:: Provided material ::

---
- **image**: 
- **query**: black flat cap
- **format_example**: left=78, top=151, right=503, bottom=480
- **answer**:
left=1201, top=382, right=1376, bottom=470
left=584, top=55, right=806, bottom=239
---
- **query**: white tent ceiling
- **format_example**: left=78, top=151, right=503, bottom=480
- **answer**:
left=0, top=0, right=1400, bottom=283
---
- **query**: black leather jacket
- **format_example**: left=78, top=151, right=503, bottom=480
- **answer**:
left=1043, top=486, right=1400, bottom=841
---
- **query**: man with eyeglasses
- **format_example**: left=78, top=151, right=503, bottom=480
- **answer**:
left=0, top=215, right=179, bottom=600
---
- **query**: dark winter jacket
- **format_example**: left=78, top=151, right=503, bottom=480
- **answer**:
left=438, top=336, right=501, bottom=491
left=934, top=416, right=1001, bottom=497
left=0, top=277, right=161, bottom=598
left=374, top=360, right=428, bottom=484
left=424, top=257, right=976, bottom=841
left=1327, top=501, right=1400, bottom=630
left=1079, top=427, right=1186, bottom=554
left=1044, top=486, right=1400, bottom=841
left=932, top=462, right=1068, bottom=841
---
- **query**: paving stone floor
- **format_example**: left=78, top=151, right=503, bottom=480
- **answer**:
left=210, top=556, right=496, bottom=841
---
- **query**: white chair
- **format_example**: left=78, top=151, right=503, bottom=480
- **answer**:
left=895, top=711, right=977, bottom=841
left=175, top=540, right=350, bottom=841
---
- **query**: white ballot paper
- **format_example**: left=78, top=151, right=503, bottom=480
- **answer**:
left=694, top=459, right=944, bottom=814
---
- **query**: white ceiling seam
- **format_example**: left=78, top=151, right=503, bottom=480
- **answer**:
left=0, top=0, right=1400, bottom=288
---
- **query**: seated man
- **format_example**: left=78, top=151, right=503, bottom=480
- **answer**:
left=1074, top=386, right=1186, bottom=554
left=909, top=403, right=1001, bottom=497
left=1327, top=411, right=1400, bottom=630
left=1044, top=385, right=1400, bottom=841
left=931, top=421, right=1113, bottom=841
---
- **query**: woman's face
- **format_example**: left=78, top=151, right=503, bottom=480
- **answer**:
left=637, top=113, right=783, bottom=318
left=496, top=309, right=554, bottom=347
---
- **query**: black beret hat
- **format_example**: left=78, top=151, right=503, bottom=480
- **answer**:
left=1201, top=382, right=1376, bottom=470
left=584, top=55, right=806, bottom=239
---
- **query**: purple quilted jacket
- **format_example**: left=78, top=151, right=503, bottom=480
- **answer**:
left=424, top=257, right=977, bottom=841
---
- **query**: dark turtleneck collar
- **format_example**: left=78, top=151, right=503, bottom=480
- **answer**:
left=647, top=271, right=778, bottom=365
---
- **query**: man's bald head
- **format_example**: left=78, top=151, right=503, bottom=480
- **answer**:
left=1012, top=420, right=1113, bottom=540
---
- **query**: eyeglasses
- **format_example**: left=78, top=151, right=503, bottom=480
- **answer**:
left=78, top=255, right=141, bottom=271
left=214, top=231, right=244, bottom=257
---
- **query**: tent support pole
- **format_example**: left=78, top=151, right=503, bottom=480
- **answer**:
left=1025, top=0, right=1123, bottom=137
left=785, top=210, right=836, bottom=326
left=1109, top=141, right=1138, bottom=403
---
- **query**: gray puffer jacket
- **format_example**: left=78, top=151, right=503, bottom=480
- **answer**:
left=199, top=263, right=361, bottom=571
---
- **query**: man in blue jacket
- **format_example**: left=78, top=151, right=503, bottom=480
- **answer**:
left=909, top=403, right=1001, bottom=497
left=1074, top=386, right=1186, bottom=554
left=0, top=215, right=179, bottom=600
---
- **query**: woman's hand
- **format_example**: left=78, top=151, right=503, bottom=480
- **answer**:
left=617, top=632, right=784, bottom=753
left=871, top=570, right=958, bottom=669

:::

Work to be completed: Find every line in the material that contains the word "ceiling" and copy each one out. Match case exactly.

The completed task:
- **query**: white tent ceiling
- **query**: white ceiling seam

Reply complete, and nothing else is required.